═════ Data for processing ═════

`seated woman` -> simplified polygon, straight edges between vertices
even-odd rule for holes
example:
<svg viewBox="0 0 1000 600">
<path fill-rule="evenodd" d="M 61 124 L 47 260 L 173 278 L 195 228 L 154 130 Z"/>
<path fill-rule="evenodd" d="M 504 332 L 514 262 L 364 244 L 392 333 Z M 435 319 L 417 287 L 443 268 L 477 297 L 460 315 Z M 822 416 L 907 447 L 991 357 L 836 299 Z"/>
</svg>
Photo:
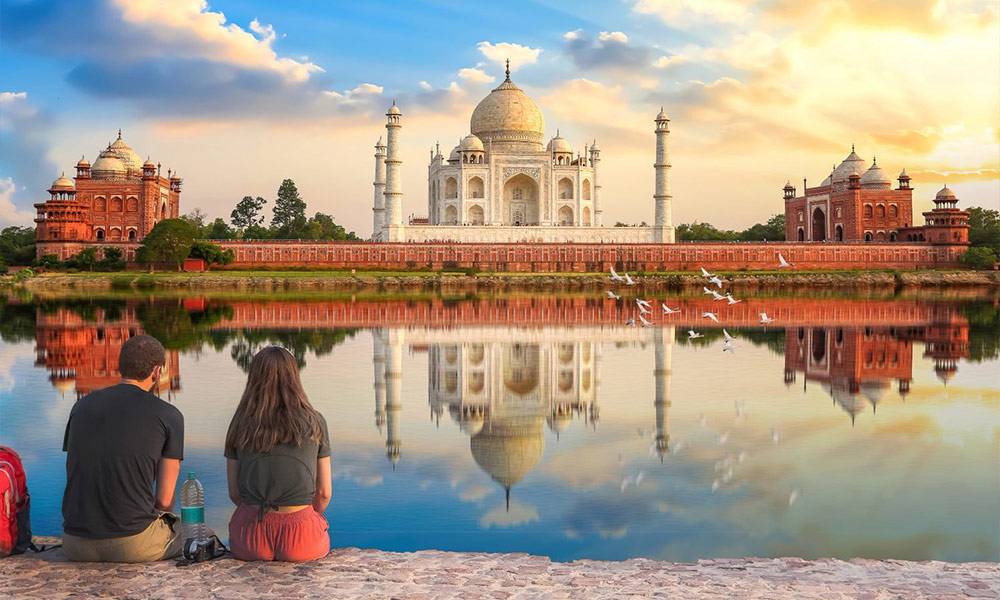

═════

Return every line of the records above exactly as given, leaving out the pictures.

Written solution
`seated woman` -> simplified polygon, straight edges between vertices
even-odd rule for holes
example:
<svg viewBox="0 0 1000 600">
<path fill-rule="evenodd" d="M 61 124 L 47 260 L 173 278 L 195 228 L 154 130 Z"/>
<path fill-rule="evenodd" d="M 504 332 L 514 262 L 364 244 L 392 333 Z M 435 319 L 417 287 L 443 268 L 477 297 L 460 315 Z M 822 416 L 907 447 L 991 357 L 836 299 Z"/>
</svg>
Photo:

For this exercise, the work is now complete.